___ Task input

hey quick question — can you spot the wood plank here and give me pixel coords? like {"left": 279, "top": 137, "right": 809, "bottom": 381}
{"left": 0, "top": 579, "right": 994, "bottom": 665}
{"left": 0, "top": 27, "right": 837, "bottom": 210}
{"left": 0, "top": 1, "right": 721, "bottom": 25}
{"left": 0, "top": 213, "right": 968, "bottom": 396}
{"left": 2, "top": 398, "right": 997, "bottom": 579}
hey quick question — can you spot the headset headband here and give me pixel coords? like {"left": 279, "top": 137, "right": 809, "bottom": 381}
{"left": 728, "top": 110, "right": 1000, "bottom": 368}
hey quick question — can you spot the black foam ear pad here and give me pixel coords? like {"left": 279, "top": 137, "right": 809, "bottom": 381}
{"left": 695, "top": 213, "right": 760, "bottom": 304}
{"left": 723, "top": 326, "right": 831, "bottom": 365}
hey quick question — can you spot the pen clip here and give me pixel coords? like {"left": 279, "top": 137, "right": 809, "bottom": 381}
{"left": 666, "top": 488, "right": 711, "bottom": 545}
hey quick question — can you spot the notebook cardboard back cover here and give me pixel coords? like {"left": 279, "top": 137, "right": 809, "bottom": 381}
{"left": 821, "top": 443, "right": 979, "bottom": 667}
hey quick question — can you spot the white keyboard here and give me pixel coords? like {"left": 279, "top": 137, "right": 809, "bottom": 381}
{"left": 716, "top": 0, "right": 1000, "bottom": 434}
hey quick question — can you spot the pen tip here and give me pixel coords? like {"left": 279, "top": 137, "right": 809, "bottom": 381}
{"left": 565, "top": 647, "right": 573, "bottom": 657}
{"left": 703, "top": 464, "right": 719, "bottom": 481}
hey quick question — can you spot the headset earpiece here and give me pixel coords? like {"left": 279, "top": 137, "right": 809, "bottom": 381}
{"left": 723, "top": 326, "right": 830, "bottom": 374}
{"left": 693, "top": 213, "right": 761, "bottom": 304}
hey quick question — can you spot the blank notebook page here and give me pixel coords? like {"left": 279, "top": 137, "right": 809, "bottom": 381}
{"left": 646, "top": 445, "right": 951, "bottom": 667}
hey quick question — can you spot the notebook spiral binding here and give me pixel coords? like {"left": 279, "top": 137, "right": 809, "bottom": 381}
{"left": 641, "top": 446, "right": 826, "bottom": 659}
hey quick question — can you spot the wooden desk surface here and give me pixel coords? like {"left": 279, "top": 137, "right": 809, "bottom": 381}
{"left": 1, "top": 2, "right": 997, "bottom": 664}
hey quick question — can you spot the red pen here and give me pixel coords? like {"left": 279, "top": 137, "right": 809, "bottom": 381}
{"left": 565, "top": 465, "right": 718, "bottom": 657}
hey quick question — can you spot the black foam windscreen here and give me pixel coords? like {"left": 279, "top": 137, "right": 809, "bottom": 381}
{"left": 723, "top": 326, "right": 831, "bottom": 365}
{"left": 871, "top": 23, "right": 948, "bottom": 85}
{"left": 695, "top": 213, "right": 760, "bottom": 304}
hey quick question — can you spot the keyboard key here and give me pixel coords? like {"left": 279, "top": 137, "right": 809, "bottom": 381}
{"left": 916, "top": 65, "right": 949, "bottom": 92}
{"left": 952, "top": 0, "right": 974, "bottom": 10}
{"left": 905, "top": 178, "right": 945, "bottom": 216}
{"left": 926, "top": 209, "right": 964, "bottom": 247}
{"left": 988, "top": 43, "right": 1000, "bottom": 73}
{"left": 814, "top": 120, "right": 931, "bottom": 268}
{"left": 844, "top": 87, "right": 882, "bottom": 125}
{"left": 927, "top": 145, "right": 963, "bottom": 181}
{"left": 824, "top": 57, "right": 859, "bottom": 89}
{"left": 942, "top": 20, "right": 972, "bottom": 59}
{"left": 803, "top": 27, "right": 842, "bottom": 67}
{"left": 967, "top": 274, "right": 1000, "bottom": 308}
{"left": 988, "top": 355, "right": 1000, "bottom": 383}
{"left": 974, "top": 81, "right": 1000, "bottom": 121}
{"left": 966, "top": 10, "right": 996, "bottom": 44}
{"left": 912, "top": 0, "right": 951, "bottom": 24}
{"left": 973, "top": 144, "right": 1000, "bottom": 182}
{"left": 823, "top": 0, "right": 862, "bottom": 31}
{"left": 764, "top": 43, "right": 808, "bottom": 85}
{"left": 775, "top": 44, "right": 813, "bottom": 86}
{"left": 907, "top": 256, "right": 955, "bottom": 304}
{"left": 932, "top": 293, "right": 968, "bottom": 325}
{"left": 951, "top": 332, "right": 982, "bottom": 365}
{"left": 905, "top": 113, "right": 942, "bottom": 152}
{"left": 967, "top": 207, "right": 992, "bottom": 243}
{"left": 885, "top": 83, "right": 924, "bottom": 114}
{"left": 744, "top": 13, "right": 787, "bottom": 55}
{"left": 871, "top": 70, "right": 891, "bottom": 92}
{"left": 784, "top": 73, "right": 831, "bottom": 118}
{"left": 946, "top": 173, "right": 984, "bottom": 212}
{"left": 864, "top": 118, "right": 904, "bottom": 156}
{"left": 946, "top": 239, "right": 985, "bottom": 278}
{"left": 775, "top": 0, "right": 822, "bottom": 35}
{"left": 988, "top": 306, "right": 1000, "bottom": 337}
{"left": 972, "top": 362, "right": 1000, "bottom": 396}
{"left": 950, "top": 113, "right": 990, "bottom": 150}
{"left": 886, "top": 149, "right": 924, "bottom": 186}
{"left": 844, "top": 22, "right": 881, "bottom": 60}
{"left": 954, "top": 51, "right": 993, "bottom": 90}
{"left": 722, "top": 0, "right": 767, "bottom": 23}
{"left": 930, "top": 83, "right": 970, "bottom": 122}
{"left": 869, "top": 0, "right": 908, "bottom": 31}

______

* Exercise brief
This exercise needs each record retyped exactly as shown.

* Task response
hey quick question — can you spot the wood plank here and give me pixel coords? like {"left": 279, "top": 137, "right": 809, "bottom": 381}
{"left": 0, "top": 579, "right": 994, "bottom": 665}
{"left": 0, "top": 27, "right": 837, "bottom": 210}
{"left": 0, "top": 1, "right": 721, "bottom": 25}
{"left": 0, "top": 213, "right": 968, "bottom": 396}
{"left": 2, "top": 398, "right": 997, "bottom": 579}
hey quick question — can you spot the headset headband here and give me pixel coords? like {"left": 279, "top": 137, "right": 809, "bottom": 381}
{"left": 728, "top": 110, "right": 1000, "bottom": 368}
hey quick question — can you spot the black foam ear pad here and give me pixel coords? like {"left": 279, "top": 137, "right": 809, "bottom": 381}
{"left": 695, "top": 213, "right": 760, "bottom": 304}
{"left": 723, "top": 326, "right": 831, "bottom": 365}
hey quick question — can you spot the pen clip here and give me pixel coords? like {"left": 279, "top": 137, "right": 809, "bottom": 381}
{"left": 666, "top": 488, "right": 711, "bottom": 545}
hey quick question — can you spot the notebook cardboard back cover here and give me pixel coords? like {"left": 279, "top": 137, "right": 809, "bottom": 381}
{"left": 821, "top": 443, "right": 979, "bottom": 667}
hey quick question — can you spot the white keyboard here and give me pixel coords? like {"left": 279, "top": 137, "right": 809, "bottom": 381}
{"left": 716, "top": 0, "right": 1000, "bottom": 434}
hey quick question — can you spot the pen tip here and give me pixel coords? like {"left": 279, "top": 137, "right": 809, "bottom": 381}
{"left": 565, "top": 647, "right": 573, "bottom": 657}
{"left": 703, "top": 464, "right": 719, "bottom": 481}
hey quick question — can you spot the headset earpiece here and give me pixel coords? like {"left": 279, "top": 137, "right": 809, "bottom": 381}
{"left": 723, "top": 326, "right": 830, "bottom": 374}
{"left": 693, "top": 213, "right": 761, "bottom": 304}
hey quick question — can you spot the blank notebook page here and give me pixel coords? like {"left": 279, "top": 137, "right": 809, "bottom": 381}
{"left": 646, "top": 445, "right": 951, "bottom": 667}
hey quick question — can you spot the notebook spiral binding here and give me pixel coords? like {"left": 279, "top": 137, "right": 809, "bottom": 381}
{"left": 641, "top": 446, "right": 826, "bottom": 659}
hey quick question — can you spot the wooden desk surface here and give me pixel coords? like {"left": 279, "top": 137, "right": 809, "bottom": 381}
{"left": 1, "top": 2, "right": 997, "bottom": 664}
hey quick question — can you spot the red pen here and give me pixel coords? like {"left": 279, "top": 137, "right": 809, "bottom": 381}
{"left": 565, "top": 465, "right": 718, "bottom": 657}
hey quick question — can you spot the black foam windscreen here and give me pixel coords? like {"left": 279, "top": 137, "right": 809, "bottom": 381}
{"left": 723, "top": 326, "right": 831, "bottom": 365}
{"left": 871, "top": 23, "right": 948, "bottom": 85}
{"left": 695, "top": 213, "right": 760, "bottom": 304}
hey quick question — can you spot the keyboard key here and give me pixel coords? like {"left": 279, "top": 137, "right": 809, "bottom": 381}
{"left": 916, "top": 65, "right": 949, "bottom": 92}
{"left": 952, "top": 0, "right": 974, "bottom": 10}
{"left": 905, "top": 178, "right": 945, "bottom": 216}
{"left": 926, "top": 209, "right": 964, "bottom": 247}
{"left": 988, "top": 43, "right": 1000, "bottom": 73}
{"left": 814, "top": 120, "right": 931, "bottom": 268}
{"left": 844, "top": 87, "right": 882, "bottom": 125}
{"left": 927, "top": 145, "right": 963, "bottom": 181}
{"left": 824, "top": 57, "right": 859, "bottom": 89}
{"left": 942, "top": 20, "right": 972, "bottom": 59}
{"left": 803, "top": 27, "right": 842, "bottom": 67}
{"left": 967, "top": 274, "right": 1000, "bottom": 308}
{"left": 988, "top": 355, "right": 1000, "bottom": 383}
{"left": 974, "top": 81, "right": 1000, "bottom": 121}
{"left": 966, "top": 10, "right": 996, "bottom": 44}
{"left": 912, "top": 0, "right": 951, "bottom": 24}
{"left": 973, "top": 144, "right": 1000, "bottom": 182}
{"left": 823, "top": 0, "right": 862, "bottom": 31}
{"left": 764, "top": 43, "right": 808, "bottom": 85}
{"left": 775, "top": 44, "right": 813, "bottom": 86}
{"left": 907, "top": 256, "right": 955, "bottom": 304}
{"left": 932, "top": 293, "right": 968, "bottom": 325}
{"left": 951, "top": 332, "right": 982, "bottom": 365}
{"left": 905, "top": 113, "right": 942, "bottom": 152}
{"left": 967, "top": 207, "right": 992, "bottom": 243}
{"left": 885, "top": 83, "right": 924, "bottom": 114}
{"left": 744, "top": 13, "right": 787, "bottom": 55}
{"left": 871, "top": 70, "right": 891, "bottom": 92}
{"left": 784, "top": 73, "right": 831, "bottom": 118}
{"left": 946, "top": 173, "right": 984, "bottom": 212}
{"left": 864, "top": 118, "right": 904, "bottom": 156}
{"left": 946, "top": 239, "right": 985, "bottom": 278}
{"left": 775, "top": 0, "right": 822, "bottom": 35}
{"left": 988, "top": 306, "right": 1000, "bottom": 337}
{"left": 972, "top": 362, "right": 1000, "bottom": 396}
{"left": 950, "top": 113, "right": 990, "bottom": 150}
{"left": 886, "top": 149, "right": 924, "bottom": 186}
{"left": 844, "top": 22, "right": 881, "bottom": 60}
{"left": 954, "top": 51, "right": 993, "bottom": 90}
{"left": 722, "top": 0, "right": 767, "bottom": 23}
{"left": 930, "top": 83, "right": 970, "bottom": 122}
{"left": 869, "top": 0, "right": 908, "bottom": 31}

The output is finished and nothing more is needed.